§ WHAT IS ASKED:
Write out each of the records below word for word, changing nothing.

§ RECORDS SUPPLIED:
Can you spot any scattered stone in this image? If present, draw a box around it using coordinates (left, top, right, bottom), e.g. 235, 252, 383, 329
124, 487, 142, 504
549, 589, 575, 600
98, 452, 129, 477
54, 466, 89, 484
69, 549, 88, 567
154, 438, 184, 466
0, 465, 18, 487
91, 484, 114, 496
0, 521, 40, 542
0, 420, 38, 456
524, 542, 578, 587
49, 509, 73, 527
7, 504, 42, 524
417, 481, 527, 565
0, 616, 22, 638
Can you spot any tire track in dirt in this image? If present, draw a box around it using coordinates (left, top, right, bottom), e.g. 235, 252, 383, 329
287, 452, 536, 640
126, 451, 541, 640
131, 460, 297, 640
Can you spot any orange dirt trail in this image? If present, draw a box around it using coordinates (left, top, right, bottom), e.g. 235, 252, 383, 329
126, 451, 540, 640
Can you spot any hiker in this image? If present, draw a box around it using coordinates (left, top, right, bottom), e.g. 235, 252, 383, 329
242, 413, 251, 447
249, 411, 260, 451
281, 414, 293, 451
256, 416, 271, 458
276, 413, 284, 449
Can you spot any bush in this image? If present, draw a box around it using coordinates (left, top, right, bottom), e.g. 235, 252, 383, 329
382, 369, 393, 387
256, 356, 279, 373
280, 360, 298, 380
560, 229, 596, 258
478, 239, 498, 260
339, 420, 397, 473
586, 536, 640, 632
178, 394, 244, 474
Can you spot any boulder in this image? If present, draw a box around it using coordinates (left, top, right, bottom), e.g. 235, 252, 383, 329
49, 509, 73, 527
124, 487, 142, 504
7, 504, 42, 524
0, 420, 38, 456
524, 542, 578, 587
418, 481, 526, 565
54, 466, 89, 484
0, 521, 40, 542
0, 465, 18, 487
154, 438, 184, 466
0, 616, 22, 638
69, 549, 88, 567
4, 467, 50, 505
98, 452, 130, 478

§ EXPECTED ANSWER:
Can you spot any scattered stone in this image? If present, draw a box around it using coordinates (left, top, right, bottom), e.g. 235, 252, 383, 329
124, 487, 142, 504
549, 589, 575, 600
98, 452, 129, 477
54, 466, 89, 484
69, 549, 88, 567
154, 438, 184, 466
0, 465, 18, 487
91, 484, 114, 496
0, 521, 40, 542
0, 420, 38, 456
524, 542, 578, 587
49, 509, 73, 527
7, 504, 42, 524
417, 481, 527, 565
0, 616, 22, 638
Can you spot any tire track in dirt in this image? If present, draw a box around it using coordinates (left, top, right, bottom), e.g. 235, 252, 383, 329
287, 452, 536, 640
126, 451, 541, 640
131, 460, 297, 640
Can you spot any orange dirt trail in this image? If present, draw a box around it using coordinates (left, top, right, bottom), e.g. 235, 252, 383, 329
126, 451, 540, 640
Can you spot any hiker in this image? If present, draw a box around it using coordinates (left, top, right, bottom), e.g. 235, 252, 383, 329
242, 413, 251, 447
249, 411, 260, 451
281, 414, 293, 451
256, 416, 271, 458
276, 413, 284, 449
Can you spot any bush in this image? If present, draw a box around it using coordinates (left, top, right, bottom), e.g. 235, 252, 383, 329
382, 369, 393, 387
256, 356, 279, 373
280, 360, 298, 380
560, 229, 596, 258
478, 239, 498, 260
339, 420, 397, 473
586, 536, 640, 632
178, 394, 244, 474
Can you spot any boulder in this image? If present, draw a box around it using coordinates (left, top, right, bottom), e.g. 235, 252, 383, 329
49, 509, 73, 527
124, 487, 142, 504
7, 504, 42, 524
0, 420, 38, 456
524, 542, 578, 587
418, 481, 526, 565
54, 466, 89, 484
0, 521, 40, 542
0, 465, 18, 487
154, 438, 184, 466
0, 616, 22, 638
69, 549, 88, 567
4, 467, 50, 505
98, 452, 130, 478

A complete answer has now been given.